* _PROBLEM STATEMENT_
Every record, from the first to the last, is to be printed again exactly.

* _DATA SHOWN_
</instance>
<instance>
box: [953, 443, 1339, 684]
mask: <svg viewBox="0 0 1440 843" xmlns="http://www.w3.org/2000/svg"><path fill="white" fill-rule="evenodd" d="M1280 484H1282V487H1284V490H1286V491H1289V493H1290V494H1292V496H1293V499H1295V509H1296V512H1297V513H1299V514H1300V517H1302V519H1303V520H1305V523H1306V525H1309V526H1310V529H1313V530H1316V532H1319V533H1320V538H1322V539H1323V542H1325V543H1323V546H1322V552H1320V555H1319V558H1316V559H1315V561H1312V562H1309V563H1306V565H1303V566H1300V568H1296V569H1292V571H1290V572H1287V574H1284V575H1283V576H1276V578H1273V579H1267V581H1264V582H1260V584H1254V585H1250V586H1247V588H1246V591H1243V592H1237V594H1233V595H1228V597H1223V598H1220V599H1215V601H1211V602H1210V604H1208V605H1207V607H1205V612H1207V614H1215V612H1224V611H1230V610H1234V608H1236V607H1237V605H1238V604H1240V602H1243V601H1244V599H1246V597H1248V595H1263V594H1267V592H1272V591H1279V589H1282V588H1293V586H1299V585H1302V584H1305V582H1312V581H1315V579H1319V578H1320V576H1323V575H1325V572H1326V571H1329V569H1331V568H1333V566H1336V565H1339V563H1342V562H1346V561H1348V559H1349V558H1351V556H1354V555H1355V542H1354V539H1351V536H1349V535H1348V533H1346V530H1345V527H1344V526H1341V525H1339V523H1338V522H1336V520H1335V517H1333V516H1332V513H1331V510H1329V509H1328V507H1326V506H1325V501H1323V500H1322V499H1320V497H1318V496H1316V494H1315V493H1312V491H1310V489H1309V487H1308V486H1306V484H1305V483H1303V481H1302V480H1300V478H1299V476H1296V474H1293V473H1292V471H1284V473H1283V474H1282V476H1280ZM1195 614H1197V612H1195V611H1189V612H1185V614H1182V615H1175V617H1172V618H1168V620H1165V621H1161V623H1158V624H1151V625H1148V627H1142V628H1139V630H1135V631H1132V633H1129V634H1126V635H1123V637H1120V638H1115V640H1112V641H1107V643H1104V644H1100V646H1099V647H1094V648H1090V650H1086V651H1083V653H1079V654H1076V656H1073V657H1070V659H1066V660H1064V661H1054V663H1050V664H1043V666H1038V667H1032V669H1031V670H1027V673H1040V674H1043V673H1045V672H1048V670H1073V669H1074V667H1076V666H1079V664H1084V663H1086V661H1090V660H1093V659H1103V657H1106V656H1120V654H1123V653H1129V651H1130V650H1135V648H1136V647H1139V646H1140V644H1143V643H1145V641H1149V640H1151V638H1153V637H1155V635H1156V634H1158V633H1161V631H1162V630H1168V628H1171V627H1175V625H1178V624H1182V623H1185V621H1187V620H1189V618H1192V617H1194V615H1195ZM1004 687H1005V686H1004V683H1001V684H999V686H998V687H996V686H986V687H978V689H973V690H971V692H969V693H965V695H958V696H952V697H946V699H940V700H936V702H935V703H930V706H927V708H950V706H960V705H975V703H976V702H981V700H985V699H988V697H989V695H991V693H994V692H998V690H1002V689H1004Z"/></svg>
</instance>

* _WRITTEN SOLUTION_
</instance>
<instance>
box: [953, 443, 1339, 684]
mask: <svg viewBox="0 0 1440 843" xmlns="http://www.w3.org/2000/svg"><path fill="white" fill-rule="evenodd" d="M1280 484H1282V487H1284V490H1286V491H1289V493H1290V494H1292V496H1293V499H1295V509H1296V512H1297V513H1299V514H1300V517H1302V519H1303V520H1305V523H1306V525H1309V526H1310V529H1313V530H1316V532H1319V533H1320V538H1322V539H1323V542H1325V543H1323V546H1322V552H1320V555H1319V558H1316V559H1315V561H1312V562H1309V563H1306V565H1303V566H1300V568H1296V569H1292V571H1290V572H1287V574H1284V575H1283V576H1276V578H1273V579H1267V581H1264V582H1260V584H1254V585H1250V586H1247V588H1246V591H1243V592H1237V594H1233V595H1228V597H1223V598H1220V599H1215V601H1211V602H1210V604H1208V605H1207V607H1205V612H1207V614H1215V612H1224V611H1230V610H1234V608H1236V607H1237V605H1238V604H1240V602H1243V601H1244V599H1246V597H1248V595H1263V594H1267V592H1272V591H1279V589H1282V588H1293V586H1299V585H1302V584H1305V582H1312V581H1315V579H1319V578H1320V576H1323V575H1325V572H1326V571H1329V569H1331V568H1333V566H1336V565H1339V563H1342V562H1346V561H1348V559H1349V558H1351V556H1354V555H1355V542H1354V539H1351V536H1349V535H1348V533H1346V530H1345V527H1344V526H1341V525H1339V523H1338V522H1336V520H1335V517H1333V516H1332V513H1331V510H1329V509H1328V507H1326V506H1325V501H1323V500H1322V499H1320V497H1318V496H1316V494H1315V493H1312V491H1310V489H1309V487H1308V486H1306V484H1305V483H1303V481H1302V480H1300V478H1299V476H1296V474H1293V473H1292V471H1284V473H1283V474H1282V476H1280ZM1195 614H1197V612H1195V611H1189V612H1185V614H1182V615H1175V617H1172V618H1168V620H1165V621H1161V623H1158V624H1151V625H1148V627H1142V628H1139V630H1135V631H1132V633H1129V634H1126V635H1123V637H1120V638H1115V640H1112V641H1107V643H1104V644H1100V646H1099V647H1094V648H1090V650H1086V651H1083V653H1079V654H1076V656H1073V657H1070V659H1066V660H1064V661H1054V663H1050V664H1043V666H1038V667H1032V669H1031V670H1027V673H1040V674H1043V673H1045V672H1048V670H1073V669H1074V667H1076V666H1079V664H1084V663H1086V661H1090V660H1093V659H1103V657H1106V656H1120V654H1123V653H1129V651H1130V650H1135V648H1136V647H1139V646H1140V644H1143V643H1145V641H1149V640H1151V638H1153V637H1155V635H1156V634H1158V633H1161V631H1162V630H1168V628H1171V627H1175V625H1178V624H1182V623H1185V621H1187V620H1189V618H1192V617H1194V615H1195ZM1004 687H1005V686H1004V683H1001V684H999V686H998V687H996V686H986V687H978V689H973V690H971V692H969V693H965V695H958V696H952V697H946V699H940V700H936V702H935V703H930V706H927V708H950V706H960V705H975V703H976V702H981V700H985V699H988V697H989V695H991V693H994V692H998V690H1002V689H1004Z"/></svg>
</instance>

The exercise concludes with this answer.